------ TASK MATERIAL

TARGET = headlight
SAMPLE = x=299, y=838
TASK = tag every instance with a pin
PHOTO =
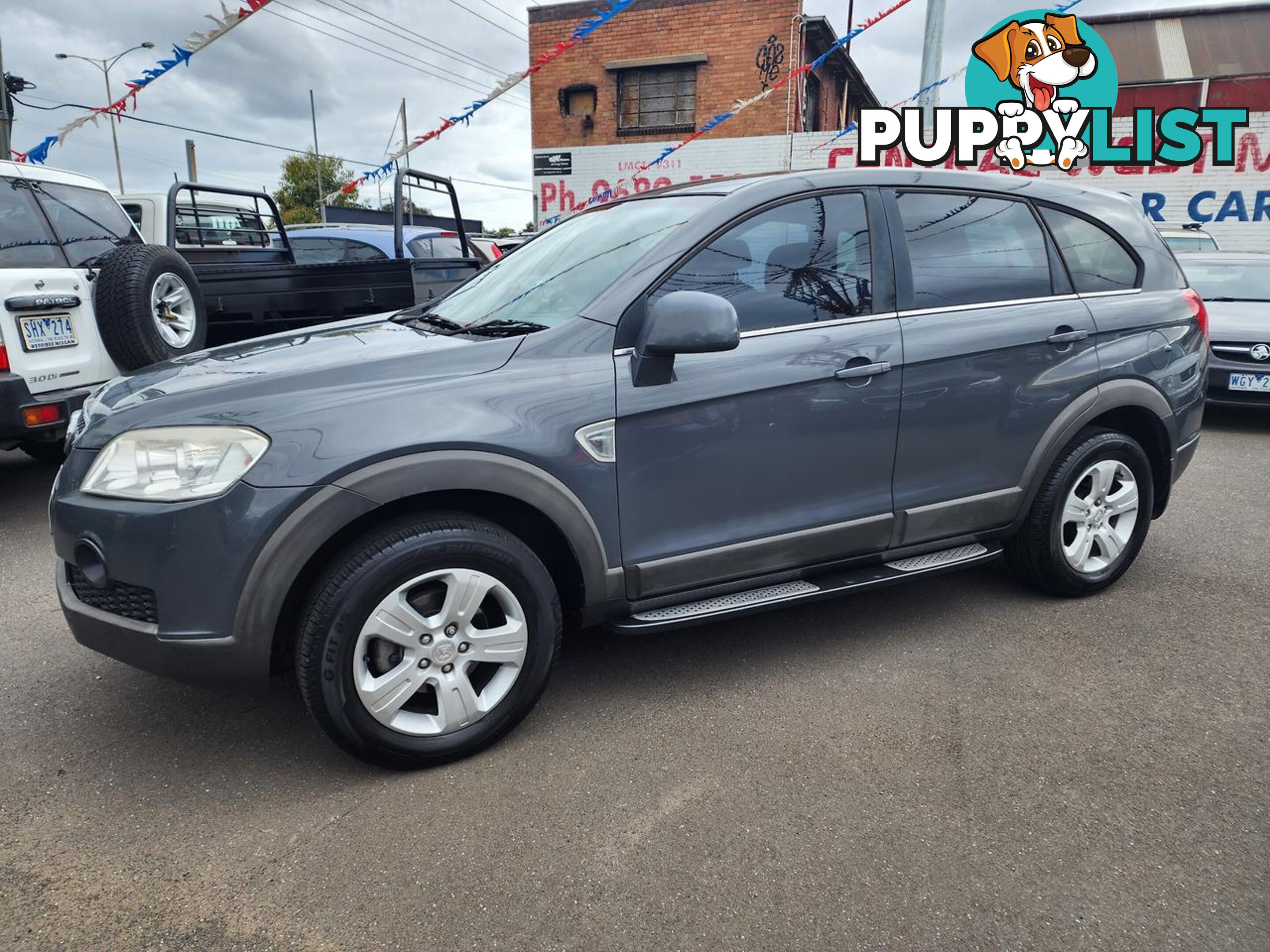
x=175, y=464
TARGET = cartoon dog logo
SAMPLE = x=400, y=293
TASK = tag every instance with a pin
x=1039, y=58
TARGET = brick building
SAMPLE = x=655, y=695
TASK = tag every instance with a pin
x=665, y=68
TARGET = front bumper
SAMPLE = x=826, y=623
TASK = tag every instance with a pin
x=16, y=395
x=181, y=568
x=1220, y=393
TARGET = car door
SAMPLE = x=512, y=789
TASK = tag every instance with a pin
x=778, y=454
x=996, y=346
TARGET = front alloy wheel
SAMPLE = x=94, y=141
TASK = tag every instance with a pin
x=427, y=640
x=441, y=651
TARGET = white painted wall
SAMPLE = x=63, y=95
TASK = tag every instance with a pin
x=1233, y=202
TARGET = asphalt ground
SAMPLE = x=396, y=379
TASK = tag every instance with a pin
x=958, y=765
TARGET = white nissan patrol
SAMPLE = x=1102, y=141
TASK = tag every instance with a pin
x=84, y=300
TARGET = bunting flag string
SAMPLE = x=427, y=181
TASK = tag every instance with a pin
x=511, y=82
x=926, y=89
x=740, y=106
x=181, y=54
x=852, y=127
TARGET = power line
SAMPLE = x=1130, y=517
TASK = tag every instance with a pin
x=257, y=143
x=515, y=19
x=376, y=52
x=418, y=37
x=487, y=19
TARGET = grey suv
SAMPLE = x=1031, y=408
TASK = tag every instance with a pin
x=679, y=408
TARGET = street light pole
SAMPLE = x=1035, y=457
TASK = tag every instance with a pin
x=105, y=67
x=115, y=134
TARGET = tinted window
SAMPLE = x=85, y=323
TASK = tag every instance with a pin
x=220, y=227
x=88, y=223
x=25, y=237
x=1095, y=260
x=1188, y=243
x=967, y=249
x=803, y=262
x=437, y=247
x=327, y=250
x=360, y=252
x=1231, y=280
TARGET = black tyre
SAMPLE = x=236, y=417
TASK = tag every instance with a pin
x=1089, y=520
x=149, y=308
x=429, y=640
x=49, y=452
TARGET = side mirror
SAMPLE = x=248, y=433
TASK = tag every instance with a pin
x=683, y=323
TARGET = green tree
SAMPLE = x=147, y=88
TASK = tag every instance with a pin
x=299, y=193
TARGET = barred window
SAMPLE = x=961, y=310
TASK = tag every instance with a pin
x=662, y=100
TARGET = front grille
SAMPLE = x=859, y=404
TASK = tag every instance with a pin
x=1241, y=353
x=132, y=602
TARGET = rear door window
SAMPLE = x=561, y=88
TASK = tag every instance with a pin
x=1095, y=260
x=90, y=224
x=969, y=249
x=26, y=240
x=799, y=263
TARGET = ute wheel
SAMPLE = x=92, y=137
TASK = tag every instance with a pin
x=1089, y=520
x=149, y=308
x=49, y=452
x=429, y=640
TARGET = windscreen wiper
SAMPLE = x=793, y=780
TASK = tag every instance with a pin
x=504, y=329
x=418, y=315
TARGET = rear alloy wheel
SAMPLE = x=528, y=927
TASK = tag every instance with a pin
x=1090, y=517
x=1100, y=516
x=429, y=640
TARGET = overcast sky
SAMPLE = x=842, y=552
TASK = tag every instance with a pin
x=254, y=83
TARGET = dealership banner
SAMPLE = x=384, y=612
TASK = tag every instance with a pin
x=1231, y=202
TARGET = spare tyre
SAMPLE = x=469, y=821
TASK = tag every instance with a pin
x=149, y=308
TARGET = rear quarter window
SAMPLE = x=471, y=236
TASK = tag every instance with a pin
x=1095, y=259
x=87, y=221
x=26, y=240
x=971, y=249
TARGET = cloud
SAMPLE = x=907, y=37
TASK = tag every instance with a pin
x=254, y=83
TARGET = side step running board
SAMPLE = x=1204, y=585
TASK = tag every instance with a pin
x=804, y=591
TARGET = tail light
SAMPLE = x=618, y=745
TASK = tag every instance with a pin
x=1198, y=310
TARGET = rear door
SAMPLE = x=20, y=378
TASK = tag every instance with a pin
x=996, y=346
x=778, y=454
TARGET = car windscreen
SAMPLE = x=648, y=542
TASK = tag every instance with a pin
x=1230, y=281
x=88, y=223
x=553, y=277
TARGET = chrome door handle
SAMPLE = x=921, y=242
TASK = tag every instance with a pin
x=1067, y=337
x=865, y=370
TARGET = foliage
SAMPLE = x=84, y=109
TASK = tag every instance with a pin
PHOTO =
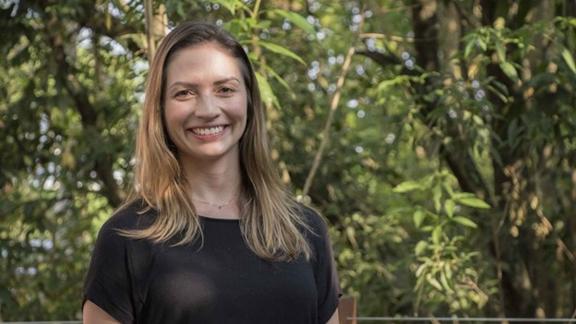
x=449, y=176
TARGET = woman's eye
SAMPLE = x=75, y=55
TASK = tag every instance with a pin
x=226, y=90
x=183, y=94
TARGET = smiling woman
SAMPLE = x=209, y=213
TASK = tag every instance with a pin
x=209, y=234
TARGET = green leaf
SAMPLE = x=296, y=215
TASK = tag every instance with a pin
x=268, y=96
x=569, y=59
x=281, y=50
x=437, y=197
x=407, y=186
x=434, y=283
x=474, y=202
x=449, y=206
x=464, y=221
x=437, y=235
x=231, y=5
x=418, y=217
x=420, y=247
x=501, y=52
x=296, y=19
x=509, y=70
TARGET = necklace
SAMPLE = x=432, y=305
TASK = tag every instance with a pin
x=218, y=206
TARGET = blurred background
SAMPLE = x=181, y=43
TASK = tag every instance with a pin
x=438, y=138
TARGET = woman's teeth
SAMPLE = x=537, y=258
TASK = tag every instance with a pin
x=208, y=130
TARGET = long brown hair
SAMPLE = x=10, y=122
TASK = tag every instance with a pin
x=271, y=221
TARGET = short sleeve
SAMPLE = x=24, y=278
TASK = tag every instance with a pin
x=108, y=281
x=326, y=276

------------

AIM> Reproduce all of the records above word for word, omitting the pictures.

ANSWER FOR THIS EXERCISE>
TARGET = headlight
SAMPLE = x=299, y=838
TASK = tag every instance with a pin
PHOTO =
x=175, y=464
TARGET = cartoon dog logo
SAMPLE = x=400, y=293
TASK = tag every instance with a pin
x=1039, y=58
TARGET = brick building
SAMPLE = x=655, y=695
TASK = tag every instance with a pin
x=665, y=68
TARGET = front bumper
SAMPLE = x=826, y=623
TASK = tag every instance with a pin
x=16, y=395
x=181, y=568
x=1220, y=393
TARGET = car door
SAMPLE = x=512, y=789
TASK = tag every instance with a pin
x=778, y=454
x=996, y=346
TARGET = front alloy wheel
SAMPLE = x=94, y=141
TASK = tag every instance with a pin
x=427, y=640
x=441, y=651
TARGET = white painted wall
SAMPLE = x=63, y=95
TASK = tag every instance with a pin
x=1233, y=202
TARGET = asphalt ground
SAMPLE = x=396, y=379
TASK = tag every instance with a pin
x=958, y=765
TARGET = white nissan patrol
SAMPLE = x=1102, y=141
TASK = tag every instance with a pin
x=84, y=300
TARGET = bunting flag string
SAMPLE = x=427, y=181
TASK = tag every instance with a pin
x=511, y=82
x=926, y=89
x=740, y=106
x=181, y=54
x=852, y=127
TARGET = power line
SAMPLE = x=1130, y=517
TASK = tag every instance with a pin
x=257, y=143
x=515, y=19
x=376, y=52
x=418, y=37
x=487, y=19
TARGET = grey suv
SAMPLE = x=1031, y=408
TASK = tag every instance with a pin
x=679, y=408
TARGET = street light pole
SAMPLE = x=1035, y=457
TASK = tag every instance with a pin
x=105, y=67
x=115, y=134
TARGET = tinted window
SAMPLE = x=85, y=323
TASK = tag every instance with a pin
x=220, y=227
x=88, y=223
x=25, y=237
x=1095, y=260
x=1188, y=243
x=967, y=249
x=803, y=262
x=437, y=247
x=327, y=250
x=360, y=252
x=1231, y=280
TARGET = black tyre
SAMPLE = x=236, y=417
TASK = tag every instance with a pin
x=1089, y=520
x=149, y=308
x=429, y=640
x=49, y=452
TARGET = side mirror
SAMPLE = x=248, y=433
TASK = tag every instance with a pin
x=683, y=323
TARGET = green tree
SAMPLE = x=147, y=88
TASK = tag every instance with a pin
x=299, y=193
TARGET = barred window
SAMPLE = x=961, y=310
TASK = tag every instance with a pin
x=662, y=100
TARGET = front grille
SAMPLE = x=859, y=404
TASK = tag every instance with a pin
x=1241, y=353
x=132, y=602
TARGET = rear door window
SAMPLE = x=561, y=88
TASK = tag every instance with a pin
x=1095, y=260
x=90, y=224
x=969, y=249
x=26, y=240
x=799, y=263
TARGET = ute wheel
SAMPLE = x=92, y=137
TASK = tag every instance with a pin
x=1089, y=520
x=149, y=308
x=49, y=452
x=429, y=640
TARGET = windscreen wiper
SAMPLE = x=793, y=780
TASK = tag every instance with a pin
x=504, y=329
x=418, y=315
TARGET = rear alloy wheel
SAMPLE = x=528, y=927
TASK = tag every instance with a pin
x=1090, y=517
x=1100, y=516
x=429, y=640
TARGET = overcast sky
SAMPLE = x=842, y=552
TASK = tag every instance with a pin
x=254, y=83
TARGET = dealership banner
SAMPLE = x=384, y=612
TASK = tag every instance with a pin
x=1231, y=202
TARGET = spare tyre
SAMPLE = x=469, y=821
TASK = tag every instance with a pin
x=149, y=308
TARGET = rear quarter window
SAMPLE = x=471, y=236
TASK = tag every instance with a pin
x=1095, y=259
x=87, y=221
x=26, y=240
x=971, y=249
TARGET = cloud
SAMPLE = x=907, y=37
TASK = tag every instance with a pin
x=254, y=83
TARGET = side step running board
SAMPLE = x=1204, y=585
TASK = tag every instance with a pin
x=804, y=591
TARGET = tail light
SAMPLE = x=618, y=745
TASK = tag every instance with a pin
x=1198, y=310
TARGET = rear door
SAMPLE = x=20, y=378
TASK = tag every instance with a pin
x=996, y=346
x=778, y=454
TARGET = car windscreen
SAMPLE = x=648, y=542
TASK = tag every instance with a pin
x=1230, y=281
x=88, y=223
x=553, y=277
TARGET = chrome door handle
SAMPLE = x=921, y=242
TASK = tag every instance with a pin
x=1067, y=337
x=865, y=370
TARGET = foliage
SAMPLE = x=84, y=109
TASK = tag every instance with a pin
PHOTO =
x=449, y=176
TARGET = woman's eye
SAMPLE = x=75, y=55
TASK = tag every instance with a pin
x=226, y=90
x=183, y=94
TARGET = smiling woman
SAMPLE = x=209, y=213
TASK = tag every instance with a pin
x=209, y=234
TARGET = green leaf
SAMPLE = x=296, y=215
TASK = tag every instance with a pin
x=268, y=96
x=569, y=59
x=281, y=50
x=437, y=197
x=407, y=186
x=434, y=283
x=474, y=202
x=449, y=206
x=464, y=221
x=437, y=235
x=231, y=5
x=418, y=217
x=420, y=247
x=501, y=52
x=296, y=19
x=509, y=70
TARGET = necklace
SAMPLE = x=432, y=305
TASK = tag every instance with a pin
x=218, y=206
TARGET = blurred background
SAMPLE = x=181, y=43
TASK = tag every instance with a pin
x=438, y=138
TARGET = woman's teeth
SAMPLE = x=537, y=258
TASK = tag every instance with a pin
x=208, y=130
TARGET = long brown hair
SAMPLE = x=10, y=122
TASK = tag every instance with a pin
x=271, y=221
TARGET = short sleeve
SAMPLE = x=24, y=278
TASK = tag every instance with a pin
x=108, y=281
x=326, y=276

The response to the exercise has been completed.